Detection annotation records:

┌──

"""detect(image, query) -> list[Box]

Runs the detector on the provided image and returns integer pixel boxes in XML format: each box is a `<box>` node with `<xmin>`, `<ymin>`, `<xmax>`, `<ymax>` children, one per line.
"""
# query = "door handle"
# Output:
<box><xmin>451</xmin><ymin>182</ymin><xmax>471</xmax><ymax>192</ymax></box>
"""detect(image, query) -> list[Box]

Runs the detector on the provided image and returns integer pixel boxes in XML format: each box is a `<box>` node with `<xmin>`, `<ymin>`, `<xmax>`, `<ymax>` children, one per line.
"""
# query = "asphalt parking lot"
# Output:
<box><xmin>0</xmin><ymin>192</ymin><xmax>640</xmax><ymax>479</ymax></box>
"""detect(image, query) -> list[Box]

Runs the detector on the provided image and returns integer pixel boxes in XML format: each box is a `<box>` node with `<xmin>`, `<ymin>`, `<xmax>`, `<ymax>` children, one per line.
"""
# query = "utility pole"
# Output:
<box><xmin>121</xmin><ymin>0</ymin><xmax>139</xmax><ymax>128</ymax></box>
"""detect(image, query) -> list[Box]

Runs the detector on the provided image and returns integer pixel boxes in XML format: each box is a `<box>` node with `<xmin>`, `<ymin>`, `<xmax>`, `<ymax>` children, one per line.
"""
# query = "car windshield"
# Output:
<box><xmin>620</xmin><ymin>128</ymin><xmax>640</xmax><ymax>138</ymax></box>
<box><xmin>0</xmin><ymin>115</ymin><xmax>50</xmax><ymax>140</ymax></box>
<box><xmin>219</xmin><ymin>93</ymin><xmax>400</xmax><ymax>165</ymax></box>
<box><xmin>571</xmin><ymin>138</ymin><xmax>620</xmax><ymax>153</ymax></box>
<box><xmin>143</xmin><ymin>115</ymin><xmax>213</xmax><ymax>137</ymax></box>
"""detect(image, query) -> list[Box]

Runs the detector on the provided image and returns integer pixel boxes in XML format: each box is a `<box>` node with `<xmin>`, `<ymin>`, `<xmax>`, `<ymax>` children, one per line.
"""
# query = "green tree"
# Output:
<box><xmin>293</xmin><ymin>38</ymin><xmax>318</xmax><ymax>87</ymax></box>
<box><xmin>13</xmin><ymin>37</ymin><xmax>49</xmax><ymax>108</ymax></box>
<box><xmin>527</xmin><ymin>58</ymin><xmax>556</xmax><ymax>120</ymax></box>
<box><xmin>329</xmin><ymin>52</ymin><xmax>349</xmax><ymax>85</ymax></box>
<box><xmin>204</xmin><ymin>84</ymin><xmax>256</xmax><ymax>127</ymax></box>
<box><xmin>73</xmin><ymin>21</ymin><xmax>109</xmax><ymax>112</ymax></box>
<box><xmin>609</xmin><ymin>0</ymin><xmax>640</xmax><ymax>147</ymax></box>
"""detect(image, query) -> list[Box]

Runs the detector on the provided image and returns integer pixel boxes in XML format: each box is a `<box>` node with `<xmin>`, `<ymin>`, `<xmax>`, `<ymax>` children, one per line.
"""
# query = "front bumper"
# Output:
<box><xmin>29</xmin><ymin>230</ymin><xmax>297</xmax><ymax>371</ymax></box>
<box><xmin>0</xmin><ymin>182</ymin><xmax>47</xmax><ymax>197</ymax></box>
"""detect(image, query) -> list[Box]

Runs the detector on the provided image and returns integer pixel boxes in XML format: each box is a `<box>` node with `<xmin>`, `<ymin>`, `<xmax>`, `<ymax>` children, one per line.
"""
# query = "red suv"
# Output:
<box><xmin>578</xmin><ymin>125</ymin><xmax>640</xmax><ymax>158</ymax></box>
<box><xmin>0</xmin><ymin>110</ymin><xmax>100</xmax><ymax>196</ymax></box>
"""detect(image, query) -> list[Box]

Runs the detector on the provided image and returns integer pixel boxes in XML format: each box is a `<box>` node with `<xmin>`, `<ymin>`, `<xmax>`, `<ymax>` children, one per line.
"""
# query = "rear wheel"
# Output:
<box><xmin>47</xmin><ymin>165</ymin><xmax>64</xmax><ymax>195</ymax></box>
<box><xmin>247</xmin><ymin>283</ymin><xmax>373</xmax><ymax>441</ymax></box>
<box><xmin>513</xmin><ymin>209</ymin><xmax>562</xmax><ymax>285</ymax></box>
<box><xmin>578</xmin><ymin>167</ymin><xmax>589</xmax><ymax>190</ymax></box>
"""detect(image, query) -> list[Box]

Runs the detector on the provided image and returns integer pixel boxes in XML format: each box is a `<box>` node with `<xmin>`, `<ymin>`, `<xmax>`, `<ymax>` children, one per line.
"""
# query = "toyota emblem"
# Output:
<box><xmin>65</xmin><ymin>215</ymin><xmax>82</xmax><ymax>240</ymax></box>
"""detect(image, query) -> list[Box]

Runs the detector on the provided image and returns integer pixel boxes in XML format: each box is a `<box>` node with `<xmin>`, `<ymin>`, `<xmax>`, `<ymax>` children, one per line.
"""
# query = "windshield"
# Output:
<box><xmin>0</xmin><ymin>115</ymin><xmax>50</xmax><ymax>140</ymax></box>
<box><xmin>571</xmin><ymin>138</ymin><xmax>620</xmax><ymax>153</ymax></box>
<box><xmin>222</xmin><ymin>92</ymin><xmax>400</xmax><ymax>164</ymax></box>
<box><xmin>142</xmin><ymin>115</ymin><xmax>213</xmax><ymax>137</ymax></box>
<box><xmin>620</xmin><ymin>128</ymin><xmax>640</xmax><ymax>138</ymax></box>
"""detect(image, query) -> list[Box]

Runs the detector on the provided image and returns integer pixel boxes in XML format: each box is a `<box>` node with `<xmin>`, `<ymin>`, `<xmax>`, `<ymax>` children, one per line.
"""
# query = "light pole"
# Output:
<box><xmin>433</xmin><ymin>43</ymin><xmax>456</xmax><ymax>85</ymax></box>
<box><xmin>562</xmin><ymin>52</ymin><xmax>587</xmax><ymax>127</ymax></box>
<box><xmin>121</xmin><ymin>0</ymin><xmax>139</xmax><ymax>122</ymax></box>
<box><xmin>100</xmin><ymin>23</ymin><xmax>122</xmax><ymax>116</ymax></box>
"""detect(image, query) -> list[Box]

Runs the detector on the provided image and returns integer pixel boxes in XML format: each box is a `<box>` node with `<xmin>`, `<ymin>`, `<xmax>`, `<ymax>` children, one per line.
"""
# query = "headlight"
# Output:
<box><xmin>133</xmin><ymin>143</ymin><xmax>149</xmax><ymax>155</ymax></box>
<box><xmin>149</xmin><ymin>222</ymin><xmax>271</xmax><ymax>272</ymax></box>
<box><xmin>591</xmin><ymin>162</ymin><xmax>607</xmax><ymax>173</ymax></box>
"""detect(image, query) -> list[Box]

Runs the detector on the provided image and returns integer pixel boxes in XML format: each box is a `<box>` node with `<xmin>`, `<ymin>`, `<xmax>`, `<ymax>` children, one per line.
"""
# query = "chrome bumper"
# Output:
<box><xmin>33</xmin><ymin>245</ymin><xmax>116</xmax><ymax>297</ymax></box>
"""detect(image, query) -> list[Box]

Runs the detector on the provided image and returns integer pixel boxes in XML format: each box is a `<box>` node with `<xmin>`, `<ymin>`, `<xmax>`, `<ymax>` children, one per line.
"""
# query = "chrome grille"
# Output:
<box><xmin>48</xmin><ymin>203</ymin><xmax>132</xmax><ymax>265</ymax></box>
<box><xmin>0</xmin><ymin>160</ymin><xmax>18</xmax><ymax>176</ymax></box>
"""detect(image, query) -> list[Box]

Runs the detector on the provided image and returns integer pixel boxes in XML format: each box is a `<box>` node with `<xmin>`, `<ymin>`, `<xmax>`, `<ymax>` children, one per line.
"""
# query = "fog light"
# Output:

└──

▶ **Required task**
Please count the lines in the material above that contain the string "bumper". Reply with the number alone.

▶ **Complete output**
2